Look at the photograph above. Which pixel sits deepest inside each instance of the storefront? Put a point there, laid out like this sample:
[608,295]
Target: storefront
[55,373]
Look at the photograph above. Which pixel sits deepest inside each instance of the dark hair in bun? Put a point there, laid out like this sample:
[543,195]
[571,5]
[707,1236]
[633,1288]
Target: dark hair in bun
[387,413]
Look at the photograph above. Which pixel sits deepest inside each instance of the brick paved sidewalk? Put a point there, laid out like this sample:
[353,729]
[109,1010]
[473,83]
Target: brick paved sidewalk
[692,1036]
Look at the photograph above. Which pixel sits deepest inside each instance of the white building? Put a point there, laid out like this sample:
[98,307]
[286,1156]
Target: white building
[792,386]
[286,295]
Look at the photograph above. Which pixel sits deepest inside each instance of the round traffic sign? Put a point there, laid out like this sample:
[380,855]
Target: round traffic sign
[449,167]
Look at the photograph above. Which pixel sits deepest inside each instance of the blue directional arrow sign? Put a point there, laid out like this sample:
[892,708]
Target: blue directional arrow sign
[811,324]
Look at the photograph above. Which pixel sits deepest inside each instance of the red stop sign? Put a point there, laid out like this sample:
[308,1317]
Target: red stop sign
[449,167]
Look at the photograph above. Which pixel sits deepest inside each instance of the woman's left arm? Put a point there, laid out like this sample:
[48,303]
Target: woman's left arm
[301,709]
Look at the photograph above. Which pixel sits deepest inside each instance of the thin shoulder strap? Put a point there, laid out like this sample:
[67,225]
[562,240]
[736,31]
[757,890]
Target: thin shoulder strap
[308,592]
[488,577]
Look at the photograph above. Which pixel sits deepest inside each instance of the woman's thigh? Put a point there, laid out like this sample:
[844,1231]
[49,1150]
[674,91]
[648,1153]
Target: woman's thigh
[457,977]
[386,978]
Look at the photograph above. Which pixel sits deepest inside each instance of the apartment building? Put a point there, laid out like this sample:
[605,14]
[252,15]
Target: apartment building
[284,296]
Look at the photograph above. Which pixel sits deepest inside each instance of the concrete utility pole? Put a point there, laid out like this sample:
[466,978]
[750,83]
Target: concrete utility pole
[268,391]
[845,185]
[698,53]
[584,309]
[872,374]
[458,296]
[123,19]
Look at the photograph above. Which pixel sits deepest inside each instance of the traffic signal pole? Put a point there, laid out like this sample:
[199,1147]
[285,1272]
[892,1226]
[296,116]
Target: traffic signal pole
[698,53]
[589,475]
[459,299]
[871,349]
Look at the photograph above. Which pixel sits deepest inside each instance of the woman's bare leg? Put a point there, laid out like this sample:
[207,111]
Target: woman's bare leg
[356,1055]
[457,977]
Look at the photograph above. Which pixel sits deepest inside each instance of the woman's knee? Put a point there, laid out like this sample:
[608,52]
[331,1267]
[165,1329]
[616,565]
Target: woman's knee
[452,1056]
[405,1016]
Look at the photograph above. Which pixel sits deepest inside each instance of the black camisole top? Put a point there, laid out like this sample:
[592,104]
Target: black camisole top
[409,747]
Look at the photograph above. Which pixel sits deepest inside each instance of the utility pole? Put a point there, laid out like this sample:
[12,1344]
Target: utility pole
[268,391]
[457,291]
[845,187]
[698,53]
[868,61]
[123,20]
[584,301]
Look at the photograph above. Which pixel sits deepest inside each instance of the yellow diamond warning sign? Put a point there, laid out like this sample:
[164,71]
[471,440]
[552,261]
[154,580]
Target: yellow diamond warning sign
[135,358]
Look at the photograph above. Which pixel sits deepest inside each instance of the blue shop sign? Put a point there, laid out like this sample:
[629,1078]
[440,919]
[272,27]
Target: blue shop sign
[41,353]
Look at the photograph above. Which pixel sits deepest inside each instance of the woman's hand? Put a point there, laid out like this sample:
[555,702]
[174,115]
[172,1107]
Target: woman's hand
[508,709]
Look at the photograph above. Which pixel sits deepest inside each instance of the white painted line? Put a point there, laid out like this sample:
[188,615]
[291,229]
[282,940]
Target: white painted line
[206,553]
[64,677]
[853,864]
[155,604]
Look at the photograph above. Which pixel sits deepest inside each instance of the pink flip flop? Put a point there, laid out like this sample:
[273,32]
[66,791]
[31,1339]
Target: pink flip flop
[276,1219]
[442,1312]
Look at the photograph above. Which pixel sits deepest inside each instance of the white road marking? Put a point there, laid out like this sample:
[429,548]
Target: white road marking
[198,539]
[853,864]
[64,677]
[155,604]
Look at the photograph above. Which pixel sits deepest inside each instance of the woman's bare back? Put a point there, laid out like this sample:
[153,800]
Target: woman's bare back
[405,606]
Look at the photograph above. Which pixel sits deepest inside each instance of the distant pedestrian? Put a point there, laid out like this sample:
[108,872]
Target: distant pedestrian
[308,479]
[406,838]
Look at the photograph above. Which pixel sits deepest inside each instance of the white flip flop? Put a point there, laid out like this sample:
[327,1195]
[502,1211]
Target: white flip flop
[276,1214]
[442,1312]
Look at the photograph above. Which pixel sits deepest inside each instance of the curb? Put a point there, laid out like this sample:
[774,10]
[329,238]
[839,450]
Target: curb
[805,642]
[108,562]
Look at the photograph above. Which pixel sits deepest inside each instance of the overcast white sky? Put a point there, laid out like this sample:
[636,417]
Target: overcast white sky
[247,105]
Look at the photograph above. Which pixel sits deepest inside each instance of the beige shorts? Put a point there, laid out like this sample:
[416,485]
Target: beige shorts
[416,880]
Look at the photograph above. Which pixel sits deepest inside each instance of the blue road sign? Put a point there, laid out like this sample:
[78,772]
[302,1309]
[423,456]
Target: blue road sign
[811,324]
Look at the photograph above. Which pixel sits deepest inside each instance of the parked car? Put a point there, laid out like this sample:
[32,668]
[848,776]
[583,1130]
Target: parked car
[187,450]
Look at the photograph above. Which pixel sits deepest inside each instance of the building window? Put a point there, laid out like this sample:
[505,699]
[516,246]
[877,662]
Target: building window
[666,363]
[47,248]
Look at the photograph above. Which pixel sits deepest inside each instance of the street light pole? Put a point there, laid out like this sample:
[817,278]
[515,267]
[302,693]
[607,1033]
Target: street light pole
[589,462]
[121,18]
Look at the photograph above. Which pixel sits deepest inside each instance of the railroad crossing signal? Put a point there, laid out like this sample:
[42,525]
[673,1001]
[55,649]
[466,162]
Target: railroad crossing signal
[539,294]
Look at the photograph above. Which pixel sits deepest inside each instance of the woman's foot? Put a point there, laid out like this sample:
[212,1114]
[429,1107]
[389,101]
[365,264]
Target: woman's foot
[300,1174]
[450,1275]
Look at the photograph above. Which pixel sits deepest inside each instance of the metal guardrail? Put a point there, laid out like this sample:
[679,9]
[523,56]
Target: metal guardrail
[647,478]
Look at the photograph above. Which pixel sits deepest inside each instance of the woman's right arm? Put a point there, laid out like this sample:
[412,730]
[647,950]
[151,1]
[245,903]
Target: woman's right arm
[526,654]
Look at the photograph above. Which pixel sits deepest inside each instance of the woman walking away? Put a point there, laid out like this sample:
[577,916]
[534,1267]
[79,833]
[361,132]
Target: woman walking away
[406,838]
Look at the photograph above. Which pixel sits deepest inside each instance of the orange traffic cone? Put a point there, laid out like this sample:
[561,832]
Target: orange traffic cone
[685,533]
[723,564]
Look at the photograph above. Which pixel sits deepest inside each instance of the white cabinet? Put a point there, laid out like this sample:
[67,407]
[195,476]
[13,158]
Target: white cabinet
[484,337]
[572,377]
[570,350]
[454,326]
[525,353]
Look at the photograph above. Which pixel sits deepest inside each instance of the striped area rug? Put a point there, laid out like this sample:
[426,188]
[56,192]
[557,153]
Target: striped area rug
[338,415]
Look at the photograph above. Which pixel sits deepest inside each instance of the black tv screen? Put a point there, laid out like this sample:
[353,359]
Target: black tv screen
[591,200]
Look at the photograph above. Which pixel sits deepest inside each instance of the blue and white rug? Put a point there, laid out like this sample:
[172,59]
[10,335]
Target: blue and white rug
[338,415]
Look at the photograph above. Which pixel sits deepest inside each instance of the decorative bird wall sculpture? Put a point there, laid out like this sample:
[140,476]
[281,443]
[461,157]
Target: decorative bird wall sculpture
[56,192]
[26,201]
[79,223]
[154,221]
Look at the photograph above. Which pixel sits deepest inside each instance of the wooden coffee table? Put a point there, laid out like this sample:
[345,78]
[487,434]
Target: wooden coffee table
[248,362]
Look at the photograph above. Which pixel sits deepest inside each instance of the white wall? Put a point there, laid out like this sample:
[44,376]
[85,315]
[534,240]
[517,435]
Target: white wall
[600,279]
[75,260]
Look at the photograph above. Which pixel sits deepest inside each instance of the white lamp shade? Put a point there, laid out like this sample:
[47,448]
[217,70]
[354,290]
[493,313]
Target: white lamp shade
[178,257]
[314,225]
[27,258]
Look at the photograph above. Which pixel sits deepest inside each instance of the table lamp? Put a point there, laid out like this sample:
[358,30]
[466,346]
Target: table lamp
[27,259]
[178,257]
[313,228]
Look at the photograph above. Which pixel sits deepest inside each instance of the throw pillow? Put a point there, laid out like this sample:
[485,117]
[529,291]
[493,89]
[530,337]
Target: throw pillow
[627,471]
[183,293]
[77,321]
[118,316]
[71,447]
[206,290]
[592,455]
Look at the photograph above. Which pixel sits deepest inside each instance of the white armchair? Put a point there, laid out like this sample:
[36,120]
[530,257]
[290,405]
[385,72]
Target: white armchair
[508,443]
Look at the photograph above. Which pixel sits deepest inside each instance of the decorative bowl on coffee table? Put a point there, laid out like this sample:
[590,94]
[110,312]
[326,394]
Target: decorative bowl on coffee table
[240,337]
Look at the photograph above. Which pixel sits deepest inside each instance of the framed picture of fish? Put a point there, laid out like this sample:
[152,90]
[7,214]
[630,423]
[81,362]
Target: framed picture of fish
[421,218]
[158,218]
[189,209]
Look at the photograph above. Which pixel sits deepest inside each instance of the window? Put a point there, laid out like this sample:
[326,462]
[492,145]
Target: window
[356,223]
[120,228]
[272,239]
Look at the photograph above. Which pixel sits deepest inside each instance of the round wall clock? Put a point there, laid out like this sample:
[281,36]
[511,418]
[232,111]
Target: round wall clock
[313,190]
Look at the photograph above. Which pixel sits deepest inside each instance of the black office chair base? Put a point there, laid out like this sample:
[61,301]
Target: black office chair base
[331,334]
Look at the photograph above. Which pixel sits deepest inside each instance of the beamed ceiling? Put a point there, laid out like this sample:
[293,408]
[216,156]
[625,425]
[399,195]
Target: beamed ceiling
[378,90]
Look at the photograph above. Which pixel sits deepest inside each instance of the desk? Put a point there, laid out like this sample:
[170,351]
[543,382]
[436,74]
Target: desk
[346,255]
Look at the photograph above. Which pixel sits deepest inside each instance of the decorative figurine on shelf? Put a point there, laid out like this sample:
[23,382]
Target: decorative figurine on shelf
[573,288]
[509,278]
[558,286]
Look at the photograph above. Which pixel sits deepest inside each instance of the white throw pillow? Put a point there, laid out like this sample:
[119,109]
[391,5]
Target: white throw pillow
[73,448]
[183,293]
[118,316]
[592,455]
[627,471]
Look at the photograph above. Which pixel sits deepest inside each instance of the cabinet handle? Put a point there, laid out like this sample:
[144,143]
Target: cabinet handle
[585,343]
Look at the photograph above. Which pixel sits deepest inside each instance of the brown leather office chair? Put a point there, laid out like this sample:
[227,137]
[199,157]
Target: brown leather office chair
- - - - - - -
▶ Given problem: Return word for word the lines above, starting at the line that contains "the black office" and running through the last line.

▶ Reply:
Look at the photograph above. Which pixel sits deepest inside each instance of the black office chair base? Put a point there, laid out like this sample:
[61,301]
Target: black office chair base
[331,334]
Look at the photograph above. Which pixel sits deepest inside each instance of the beamed ceiling? Put a point there, laid out like this sample:
[293,408]
[216,156]
[625,425]
[399,195]
Target: beamed ceiling
[378,90]
Look at the photograph above. Which pixel sits deepest inside each instance of the desk? Put a point there, laid out like this sample:
[170,351]
[543,382]
[436,74]
Target: desk
[346,255]
Look at the photograph above. Which pixel sits deepest inside each instance of the decorative figurine on shelf? Put a point there, laid out like this sample:
[23,382]
Target: decorative figurine on shelf
[573,288]
[509,278]
[558,286]
Look at the photograph above. Which pixel sits deepest inside each instance of the white throw pillow? Put a point there, laid out like this sample:
[119,109]
[391,5]
Target: white throw pillow
[73,448]
[183,293]
[118,316]
[592,455]
[627,471]
Look at the photograph above. Which pixel sits deepest inside each instance of the cabinet handle? Put a point there, laid out like this sample:
[144,143]
Target: cabinet handle
[585,343]
Look at the photograph above. Which pixel sits deepest inside each instance of the brown leather office chair? Put a point there, laid out like this sample:
[227,137]
[199,157]
Target: brown leather office chair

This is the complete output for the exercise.